Recast every line of the entries below as a Markdown table with the columns Row and Line, numbering the rows and skipping blank lines. Leave the pictures out.

++++++

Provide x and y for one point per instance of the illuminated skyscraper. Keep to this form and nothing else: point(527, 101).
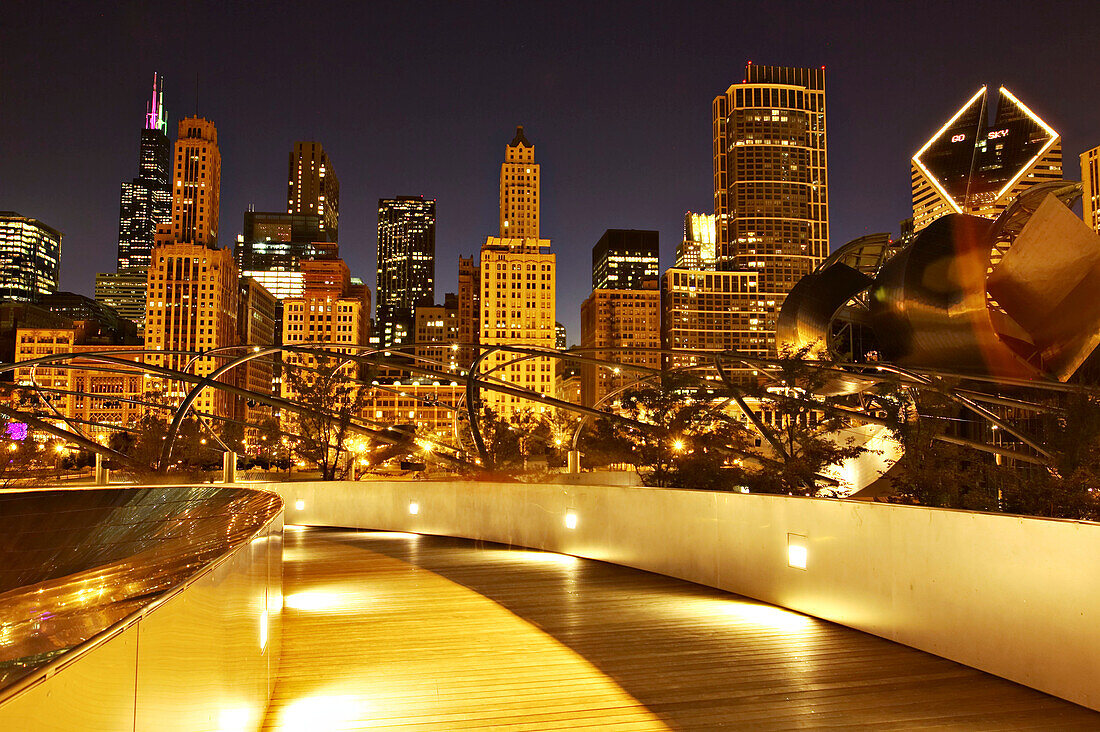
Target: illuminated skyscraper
point(312, 186)
point(517, 284)
point(469, 307)
point(770, 187)
point(193, 306)
point(273, 246)
point(196, 186)
point(697, 249)
point(613, 319)
point(624, 259)
point(1090, 182)
point(146, 200)
point(406, 264)
point(30, 258)
point(331, 309)
point(519, 189)
point(971, 166)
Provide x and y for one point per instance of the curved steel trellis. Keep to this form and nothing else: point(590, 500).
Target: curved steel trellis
point(958, 388)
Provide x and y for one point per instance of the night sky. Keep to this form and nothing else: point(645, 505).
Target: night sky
point(415, 98)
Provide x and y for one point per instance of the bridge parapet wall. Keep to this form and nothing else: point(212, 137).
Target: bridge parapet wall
point(1016, 597)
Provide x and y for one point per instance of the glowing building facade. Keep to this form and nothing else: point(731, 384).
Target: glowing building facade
point(331, 310)
point(196, 185)
point(770, 192)
point(312, 187)
point(517, 285)
point(625, 259)
point(697, 249)
point(613, 320)
point(974, 166)
point(519, 189)
point(30, 258)
point(1090, 184)
point(406, 274)
point(273, 246)
point(193, 305)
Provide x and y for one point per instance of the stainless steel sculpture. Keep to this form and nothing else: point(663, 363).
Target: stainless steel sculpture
point(1012, 297)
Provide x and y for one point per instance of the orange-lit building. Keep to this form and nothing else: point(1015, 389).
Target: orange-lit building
point(971, 165)
point(517, 285)
point(193, 305)
point(118, 391)
point(1090, 183)
point(196, 184)
point(255, 326)
point(428, 405)
point(331, 312)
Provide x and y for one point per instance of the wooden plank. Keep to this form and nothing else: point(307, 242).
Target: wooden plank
point(388, 631)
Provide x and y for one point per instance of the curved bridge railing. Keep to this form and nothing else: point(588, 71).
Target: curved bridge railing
point(1008, 594)
point(142, 608)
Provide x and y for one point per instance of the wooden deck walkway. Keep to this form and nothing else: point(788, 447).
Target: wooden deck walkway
point(406, 632)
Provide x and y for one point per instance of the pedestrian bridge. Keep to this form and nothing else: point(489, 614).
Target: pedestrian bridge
point(529, 607)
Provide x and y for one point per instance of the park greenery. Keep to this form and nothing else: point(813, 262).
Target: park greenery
point(770, 435)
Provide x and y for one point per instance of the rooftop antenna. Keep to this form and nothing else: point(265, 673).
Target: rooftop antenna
point(155, 118)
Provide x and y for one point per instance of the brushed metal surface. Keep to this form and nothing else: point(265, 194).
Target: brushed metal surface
point(177, 629)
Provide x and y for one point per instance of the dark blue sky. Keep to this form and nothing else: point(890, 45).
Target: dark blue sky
point(421, 97)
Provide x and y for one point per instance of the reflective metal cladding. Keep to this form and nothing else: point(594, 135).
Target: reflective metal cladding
point(73, 563)
point(1011, 296)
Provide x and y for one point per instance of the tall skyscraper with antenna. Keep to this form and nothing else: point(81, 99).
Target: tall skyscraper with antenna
point(146, 200)
point(145, 204)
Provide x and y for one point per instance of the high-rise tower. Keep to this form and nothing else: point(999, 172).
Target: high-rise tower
point(196, 185)
point(30, 258)
point(770, 186)
point(146, 200)
point(312, 186)
point(971, 166)
point(519, 189)
point(517, 284)
point(406, 264)
point(625, 259)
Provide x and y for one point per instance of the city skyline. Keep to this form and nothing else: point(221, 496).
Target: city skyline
point(887, 96)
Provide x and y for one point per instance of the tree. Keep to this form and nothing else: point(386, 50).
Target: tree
point(933, 472)
point(194, 452)
point(802, 429)
point(689, 439)
point(332, 402)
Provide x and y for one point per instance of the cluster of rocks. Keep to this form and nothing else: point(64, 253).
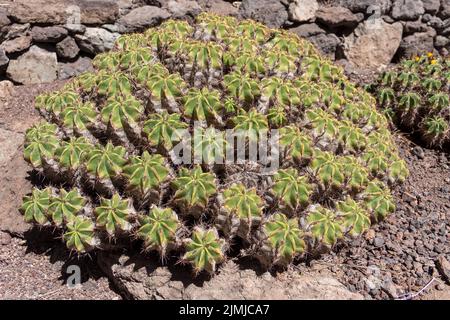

++++++

> ANSWER TO THE TASK:
| Row | Line |
|---|---|
| 1 | Provide x and y for one point per instance of the illuminated skyscraper. Keep to this form and nothing else: point(527, 101). |
| 2 | Target: illuminated skyscraper |
| 3 | point(312, 186) |
| 4 | point(517, 284) |
| 5 | point(469, 307) |
| 6 | point(770, 187) |
| 7 | point(193, 306) |
| 8 | point(273, 246) |
| 9 | point(196, 186) |
| 10 | point(697, 249) |
| 11 | point(613, 319) |
| 12 | point(624, 259) |
| 13 | point(1090, 182) |
| 14 | point(146, 200) |
| 15 | point(406, 264) |
| 16 | point(30, 258) |
| 17 | point(331, 309) |
| 18 | point(519, 189) |
| 19 | point(971, 166) |
| 20 | Provide x and y for one point per instance of the curved steel trellis. Keep to this form and nothing else: point(590, 500). |
| 21 | Target: curved steel trellis |
| 22 | point(958, 388) |
| 23 | Provide x and y for one point per instance of the night sky. Keep to this form and nothing else: point(645, 505). |
| 24 | Target: night sky |
| 25 | point(415, 98) |
| 26 | Provide x and y for one point per instance of the bridge parapet wall. Keep to this form and nothing else: point(212, 137). |
| 27 | Target: bridge parapet wall |
| 28 | point(1016, 597) |
| 29 | Provide x and y for one point per instance of the glowing building facade. Keep to this form and nothing else: point(731, 384). |
| 30 | Target: glowing building facade |
| 31 | point(331, 310) |
| 32 | point(196, 185) |
| 33 | point(770, 192) |
| 34 | point(312, 187) |
| 35 | point(517, 285) |
| 36 | point(625, 259) |
| 37 | point(697, 249) |
| 38 | point(613, 320) |
| 39 | point(974, 166) |
| 40 | point(519, 189) |
| 41 | point(30, 258) |
| 42 | point(1090, 184) |
| 43 | point(406, 274) |
| 44 | point(273, 246) |
| 45 | point(193, 305) |
| 46 | Provide x and y for one point per instance of the stainless steel sculpture. Keep to this form and nothing else: point(663, 363). |
| 47 | Target: stainless steel sculpture |
| 48 | point(1012, 297) |
| 49 | Provide x and y for one point per instance of the orange-lit building. Keep to this form and nothing else: point(1015, 389). |
| 50 | Target: orange-lit building |
| 51 | point(971, 165) |
| 52 | point(517, 285) |
| 53 | point(193, 305) |
| 54 | point(118, 391) |
| 55 | point(1090, 183) |
| 56 | point(196, 184) |
| 57 | point(255, 326) |
| 58 | point(428, 405) |
| 59 | point(331, 312) |
| 60 | Provide x and y for one point per instance of the wooden plank. Keep to this form and nothing else: point(307, 242). |
| 61 | Target: wooden plank |
| 62 | point(388, 631) |
| 63 | Provide x and y for one point per instance of the curved bridge railing. Keep to this form and nothing else: point(588, 71). |
| 64 | Target: curved bridge railing |
| 65 | point(1008, 594) |
| 66 | point(142, 608) |
| 67 | Provide x and y for one point per instance of the wooden deck walkway. Keep to this form and nothing else: point(788, 447). |
| 68 | Target: wooden deck walkway |
| 69 | point(406, 632) |
| 70 | Provide x and y for one point per instance of the pedestrian bridge. Keep to this form and nothing else: point(489, 614). |
| 71 | Target: pedestrian bridge |
| 72 | point(529, 607) |
| 73 | Provide x and y for one point per instance of the park greenery. Keep to this form and nothing else: point(813, 262). |
| 74 | Target: park greenery |
| 75 | point(770, 435) |
| 76 | Provide x and y for one point per instance of the rooftop antenna. Keep to this form and nothing else: point(265, 673). |
| 77 | Target: rooftop antenna |
| 78 | point(155, 118) |
| 79 | Provide x and y for one point per instance of the brushed metal surface. Keep to this form and nothing else: point(265, 194). |
| 80 | Target: brushed metal surface |
| 81 | point(177, 629) |
| 82 | Provide x and y for one point per instance of the dark blue sky. Keep to this form and nothing else: point(890, 45). |
| 83 | Target: dark blue sky |
| 84 | point(421, 97) |
| 85 | Provide x and y for one point per instance of the reflective metal cladding. Keep to this form and nothing else: point(594, 135). |
| 86 | Target: reflective metal cladding |
| 87 | point(73, 563) |
| 88 | point(1011, 296) |
| 89 | Provide x and y for one point per instance of the tall skyscraper with antenna. Keep to this form and nothing else: point(81, 99). |
| 90 | Target: tall skyscraper with antenna |
| 91 | point(146, 200) |
| 92 | point(145, 204) |
| 93 | Provide x and y for one point per instance of the high-rise tower. Keep to this form and nothing else: point(999, 172). |
| 94 | Target: high-rise tower |
| 95 | point(196, 185) |
| 96 | point(30, 258) |
| 97 | point(770, 186) |
| 98 | point(146, 200) |
| 99 | point(312, 186) |
| 100 | point(971, 166) |
| 101 | point(519, 189) |
| 102 | point(517, 284) |
| 103 | point(406, 264) |
| 104 | point(625, 259) |
| 105 | Provide x and y for one point per instance of the city skyline. Keep to this form and nothing else: point(221, 496). |
| 106 | Target: city skyline |
| 107 | point(887, 96) |
| 108 | Provide x and y for one point per instance of the tree. Keep to this form and nothing else: point(386, 50). |
| 109 | Target: tree |
| 110 | point(933, 472) |
| 111 | point(194, 452) |
| 112 | point(802, 429) |
| 113 | point(689, 439) |
| 114 | point(332, 402) |
| 115 | Provide x and y for one point per instance of the cluster of rocks. Keep to this form and nothing else: point(64, 253). |